- _WHAT YOU SHOULD DO_
Transcribe, exactly and in full, every record shown below, while omitting its images.

(Beginning of EXCERPTED RECORDS)

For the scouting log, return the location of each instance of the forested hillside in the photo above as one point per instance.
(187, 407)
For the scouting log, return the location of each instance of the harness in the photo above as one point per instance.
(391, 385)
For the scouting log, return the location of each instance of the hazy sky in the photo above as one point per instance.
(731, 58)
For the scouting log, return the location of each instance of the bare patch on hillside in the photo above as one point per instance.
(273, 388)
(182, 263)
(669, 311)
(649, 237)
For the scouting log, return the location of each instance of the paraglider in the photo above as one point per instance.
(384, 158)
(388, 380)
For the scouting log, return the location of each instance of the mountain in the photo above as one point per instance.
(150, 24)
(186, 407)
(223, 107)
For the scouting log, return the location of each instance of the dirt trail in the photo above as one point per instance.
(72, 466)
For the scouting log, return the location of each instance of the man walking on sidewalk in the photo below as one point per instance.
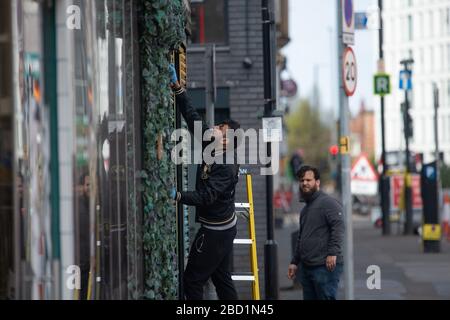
(320, 240)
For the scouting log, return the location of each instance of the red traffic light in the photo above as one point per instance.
(334, 150)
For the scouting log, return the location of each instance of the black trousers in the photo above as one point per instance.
(210, 257)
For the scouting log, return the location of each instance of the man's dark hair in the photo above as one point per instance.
(303, 169)
(232, 124)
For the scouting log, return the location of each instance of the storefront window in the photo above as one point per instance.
(106, 152)
(32, 141)
(209, 21)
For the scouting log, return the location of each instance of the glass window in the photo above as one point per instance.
(209, 21)
(221, 107)
(103, 116)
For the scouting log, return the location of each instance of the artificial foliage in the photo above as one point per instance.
(161, 30)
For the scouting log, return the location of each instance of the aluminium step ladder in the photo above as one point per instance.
(246, 210)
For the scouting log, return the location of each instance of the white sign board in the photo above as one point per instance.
(348, 22)
(364, 179)
(349, 71)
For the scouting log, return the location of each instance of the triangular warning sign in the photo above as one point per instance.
(363, 170)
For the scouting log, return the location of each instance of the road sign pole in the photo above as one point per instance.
(384, 180)
(345, 164)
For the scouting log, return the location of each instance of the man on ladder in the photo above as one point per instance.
(212, 249)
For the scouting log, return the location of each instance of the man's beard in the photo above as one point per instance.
(306, 195)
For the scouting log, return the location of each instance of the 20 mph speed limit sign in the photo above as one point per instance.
(349, 71)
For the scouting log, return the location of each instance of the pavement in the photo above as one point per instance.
(406, 272)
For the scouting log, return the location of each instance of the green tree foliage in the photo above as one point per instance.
(307, 131)
(445, 176)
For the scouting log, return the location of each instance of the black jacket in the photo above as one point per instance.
(321, 231)
(215, 184)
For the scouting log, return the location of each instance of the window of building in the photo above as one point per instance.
(221, 107)
(209, 21)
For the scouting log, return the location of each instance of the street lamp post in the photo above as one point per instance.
(407, 63)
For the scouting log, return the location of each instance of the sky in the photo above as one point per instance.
(313, 46)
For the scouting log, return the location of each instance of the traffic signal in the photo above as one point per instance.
(407, 121)
(334, 150)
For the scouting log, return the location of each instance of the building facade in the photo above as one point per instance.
(86, 114)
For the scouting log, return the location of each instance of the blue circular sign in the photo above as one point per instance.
(348, 11)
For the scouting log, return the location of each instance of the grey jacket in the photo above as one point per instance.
(321, 231)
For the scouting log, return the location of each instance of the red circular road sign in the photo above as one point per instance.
(349, 71)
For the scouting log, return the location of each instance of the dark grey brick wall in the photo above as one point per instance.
(246, 101)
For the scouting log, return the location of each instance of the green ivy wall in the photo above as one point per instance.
(162, 28)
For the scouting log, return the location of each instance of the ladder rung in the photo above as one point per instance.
(243, 278)
(242, 205)
(243, 241)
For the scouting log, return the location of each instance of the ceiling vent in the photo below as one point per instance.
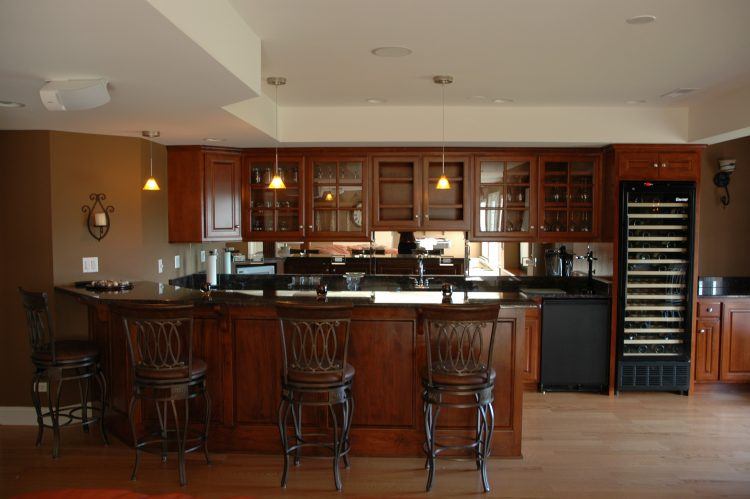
(678, 92)
(74, 95)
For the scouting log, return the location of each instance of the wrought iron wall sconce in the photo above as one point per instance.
(722, 177)
(97, 219)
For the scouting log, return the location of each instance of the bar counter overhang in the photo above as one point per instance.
(236, 333)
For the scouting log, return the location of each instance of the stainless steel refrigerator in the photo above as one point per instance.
(657, 232)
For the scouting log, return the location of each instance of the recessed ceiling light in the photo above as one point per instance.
(391, 51)
(678, 92)
(644, 19)
(10, 103)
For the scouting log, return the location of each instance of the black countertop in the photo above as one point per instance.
(724, 287)
(372, 290)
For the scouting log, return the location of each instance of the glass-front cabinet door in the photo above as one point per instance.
(446, 208)
(504, 198)
(274, 214)
(337, 201)
(568, 195)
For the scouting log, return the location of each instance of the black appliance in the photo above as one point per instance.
(657, 233)
(575, 344)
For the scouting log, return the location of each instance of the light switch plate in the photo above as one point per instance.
(90, 264)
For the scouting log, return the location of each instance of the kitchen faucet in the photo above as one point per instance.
(421, 282)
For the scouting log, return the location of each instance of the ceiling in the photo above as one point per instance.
(539, 53)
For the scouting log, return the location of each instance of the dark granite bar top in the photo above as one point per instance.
(725, 287)
(371, 290)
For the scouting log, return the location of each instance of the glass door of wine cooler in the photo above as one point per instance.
(657, 258)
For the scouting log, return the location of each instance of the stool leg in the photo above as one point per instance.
(434, 413)
(208, 422)
(283, 417)
(336, 447)
(102, 381)
(38, 407)
(136, 445)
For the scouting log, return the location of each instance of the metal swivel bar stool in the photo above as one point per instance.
(315, 344)
(459, 374)
(160, 341)
(58, 361)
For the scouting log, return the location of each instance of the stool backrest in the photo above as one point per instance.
(41, 335)
(314, 337)
(456, 339)
(160, 338)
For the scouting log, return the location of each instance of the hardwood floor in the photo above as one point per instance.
(574, 445)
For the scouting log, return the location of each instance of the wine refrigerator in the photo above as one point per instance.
(657, 230)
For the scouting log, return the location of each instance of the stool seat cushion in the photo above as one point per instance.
(323, 378)
(69, 351)
(458, 380)
(197, 370)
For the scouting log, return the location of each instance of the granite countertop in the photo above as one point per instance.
(725, 287)
(372, 290)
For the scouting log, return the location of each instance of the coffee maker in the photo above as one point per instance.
(558, 262)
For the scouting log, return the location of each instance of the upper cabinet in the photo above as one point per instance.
(505, 198)
(405, 194)
(658, 162)
(337, 199)
(204, 193)
(273, 214)
(569, 194)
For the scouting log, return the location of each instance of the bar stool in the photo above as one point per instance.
(164, 370)
(459, 374)
(58, 361)
(315, 344)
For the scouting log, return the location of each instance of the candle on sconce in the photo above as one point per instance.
(100, 219)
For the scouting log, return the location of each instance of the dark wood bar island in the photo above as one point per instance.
(236, 333)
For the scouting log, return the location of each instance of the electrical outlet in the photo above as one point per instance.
(90, 264)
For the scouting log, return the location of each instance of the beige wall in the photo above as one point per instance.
(724, 233)
(46, 179)
(26, 250)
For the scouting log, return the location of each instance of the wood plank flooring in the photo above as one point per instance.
(574, 445)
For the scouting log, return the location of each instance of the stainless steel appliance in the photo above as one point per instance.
(558, 262)
(655, 320)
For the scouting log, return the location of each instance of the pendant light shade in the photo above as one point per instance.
(443, 80)
(276, 182)
(151, 184)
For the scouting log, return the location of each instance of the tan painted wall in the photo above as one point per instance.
(724, 233)
(26, 256)
(46, 179)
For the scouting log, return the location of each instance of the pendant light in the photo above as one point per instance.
(151, 184)
(276, 182)
(443, 80)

(End of EXCERPTED RECORDS)

- _ANSWER TO THIS EXERCISE_
For the scouting log, return the location of each instance of the forested hillside in the photo above as one point per instance.
(187, 407)
For the scouting log, return the location of each instance of the harness in the photo above as one point per instance.
(391, 385)
For the scouting log, return the location of each instance of the hazy sky in the photo above as one point per instance.
(731, 58)
For the scouting log, return the location of each instance of the bare patch on hillside in the photo above as one point per instance.
(273, 388)
(182, 263)
(669, 311)
(649, 237)
For the scouting log, return the location of each instance of the paraglider in the photo above as one point per instance.
(384, 158)
(388, 380)
For the scouting log, return the location of each instance of the mountain in the photo above as one point per instance.
(150, 24)
(186, 407)
(223, 107)
For the scouting log, return the location of each instance of the dirt trail in the photo above as one point per instance.
(72, 466)
For the scouting log, return the location of each instance of the man walking on sidewalk in the photo below as one point per instance.
(320, 240)
For the scouting log, return the location of each instance of the red traffic light in the photo above as one point per instance.
(334, 150)
For the scouting log, return the location of each instance of the black trousers in the photo above as one point per instance.
(210, 257)
For the scouting log, return the location of each instance of the man's dark hair in the photo above as one point per instance.
(303, 169)
(232, 124)
For the scouting log, return the location of each instance of the storefront window in the photo above as one point per instance.
(106, 152)
(32, 141)
(209, 21)
For the scouting log, return the location of each instance of the glass window in the photo above as one point per instance.
(209, 21)
(221, 107)
(103, 116)
For the scouting log, return the location of each instance of the artificial foliage in the photo above as one point per instance.
(161, 30)
For the scouting log, return the location of each instance of the aluminium step ladder in the photo above as one point per instance.
(246, 210)
For the scouting log, return the location of each instance of the white sign board in the photo above as one point per instance.
(348, 22)
(364, 179)
(349, 71)
For the scouting log, return the location of each instance of the triangular warning sign in the photo above as one point per instance.
(363, 170)
For the scouting log, return the location of each instance of the road sign pole in the photo above as one point per instance.
(384, 180)
(345, 164)
For the scouting log, return the location of each instance of the man on ladder in the photo above as one point per instance.
(212, 249)
For the scouting log, return the location of each instance of the man's beard in the photo above as one point per instance.
(306, 195)
For the scouting log, return the location of each instance of the 20 mph speed limit sign in the photo above as one point per instance.
(349, 71)
For the scouting log, return the location of each instance of the pavement in the photo above as one point per instance.
(406, 272)
For the scouting log, return the location of each instance of the green tree foliage in the photo above as one point per instance.
(307, 131)
(445, 176)
For the scouting log, return the location of each instance of the black jacket in the photo above as one point per instance.
(321, 231)
(215, 184)
For the scouting log, return the location of each instance of the window of building in the photo above as one point per instance.
(221, 107)
(209, 21)
For the scouting log, return the location of each instance of the street lamp post in the photo above as one point per instance.
(407, 63)
For the scouting log, return the location of each instance of the sky in the photo above as one point per instance.
(313, 46)
For the scouting log, return the location of each instance of the traffic signal in the photo above as one point per instance.
(407, 121)
(334, 150)
For the scouting log, return the location of each instance of the building facade in the photo above as one point per instance.
(86, 114)
For the scouting log, return the location of each instance of the blue circular sign in the photo above as one point per instance.
(348, 11)
For the scouting log, return the location of each instance of the grey jacket in the photo above as one point per instance.
(321, 231)
For the scouting log, return the location of each instance of the red circular road sign in the photo above as one point per instance.
(349, 71)
For the scouting log, return the location of each instance of the dark grey brick wall in the photo above as one point per instance.
(246, 101)
For the scouting log, return the location of each instance of the green ivy wall in the photo above as one point per instance.
(162, 28)
For the scouting log, return the location of each instance of the ladder rung in the photo above as one point per instance.
(243, 278)
(242, 205)
(243, 241)
For the scouting log, return the location of each instance of the ceiling vent in the photo below as one point per instance.
(678, 92)
(74, 95)
For the scouting log, return the location of each instance of the wrought iron wall sconce in the photo above as one point per instance.
(722, 177)
(97, 219)
For the scouting log, return the location of each instance of the bar counter overhang in the photo above as one point per instance.
(236, 333)
For the scouting log, return the location of each instance of the stainless steel refrigerator in the photo above as one point per instance.
(657, 232)
For the scouting log, return the location of each instance of the recessed ceiling light in the photo above as one point per instance.
(391, 51)
(678, 92)
(644, 19)
(10, 103)
For the scouting log, return the location of each instance of the black countertop in the photo above as one point per instance.
(724, 287)
(372, 290)
For the scouting log, return the location of each instance of the glass-front cabinet door in the photo above as one point per instance.
(446, 208)
(504, 198)
(274, 214)
(337, 201)
(568, 195)
For the scouting log, return the location of each instance of the black appliance in the photo above as one point per instance.
(657, 233)
(575, 344)
For the scouting log, return the location of each instance of the light switch plate in the photo above as one point per instance.
(90, 264)
For the scouting log, return the location of each instance of the kitchen faucet in the photo above as one point per instance.
(421, 282)
For the scouting log, return the location of each instance of the ceiling in the photo above as one point per instance.
(539, 53)
For the scouting log, return the location of each instance of the dark granite bar top in the photo above as one point per instance.
(725, 287)
(371, 290)
For the scouting log, return the location of each instance of the glass door of wine cooler in the photo above as one point per instance.
(657, 258)
For the scouting log, return the location of each instance of the stool leg in the photo above as one point per instance.
(434, 413)
(208, 422)
(283, 417)
(336, 447)
(102, 381)
(38, 407)
(136, 445)
For the scouting log, return the location of each instance of the metal swivel bar stool in the photo above as one point per instance.
(315, 344)
(459, 374)
(160, 341)
(58, 361)
For the scouting log, return the location of each instance of the stool backrest in the photo above as one point per instance.
(41, 335)
(314, 337)
(456, 339)
(160, 338)
For the scouting log, return the location of each instance of the hardwood floor in the photo above as one point per instance.
(574, 445)
For the scouting log, return the location of each instance of the wine refrigerator in the photo above as one point per instance.
(657, 230)
For the scouting log, return the location of each instance of the stool seat cushion in the photo above as one point per instance.
(323, 378)
(69, 351)
(458, 380)
(197, 370)
For the scouting log, return the location of each instance of the granite countertop in the photo above as one point per instance.
(725, 287)
(372, 290)
For the scouting log, return the location of each instance of the coffee maker in the photo above as one point per instance.
(558, 262)
For the scouting log, return the location of each instance of the upper cabinet in the photo above as one point per instance.
(505, 198)
(405, 194)
(658, 162)
(337, 199)
(204, 193)
(273, 214)
(569, 194)
For the scouting log, return the location of each instance of the bar stool in the photo above as one point per instance.
(164, 370)
(459, 374)
(58, 361)
(315, 344)
For the scouting log, return the location of each instance of the candle on sconce in the photo above as one point per instance.
(100, 219)
For the scouting log, return the location of each instance of the dark wood bar island in the photo above as one point per instance.
(236, 333)
For the scouting log, return the location of each instance of the electrical outlet in the photo above as one point per instance.
(90, 264)
For the scouting log, return the location of each instance of the beige wall in the photo above as one point per instance.
(724, 233)
(46, 179)
(26, 250)
For the scouting log, return the location of each instance of the wood plank flooring in the photo above as one point per instance.
(574, 445)
For the scouting log, return the location of each instance of the stainless steel appliance in the photo above as one point per instance.
(558, 262)
(655, 320)
For the scouting log, return the location of each instance of the pendant light shade in the photo above as one point per instance.
(443, 80)
(276, 182)
(151, 184)
For the scouting log, return the location of each instance of the tan painted wall in the photo above as one point per instance.
(724, 233)
(26, 256)
(46, 179)
For the scouting log, return the location of each instance of the pendant light in the photo above as one point per instance.
(151, 184)
(276, 182)
(443, 80)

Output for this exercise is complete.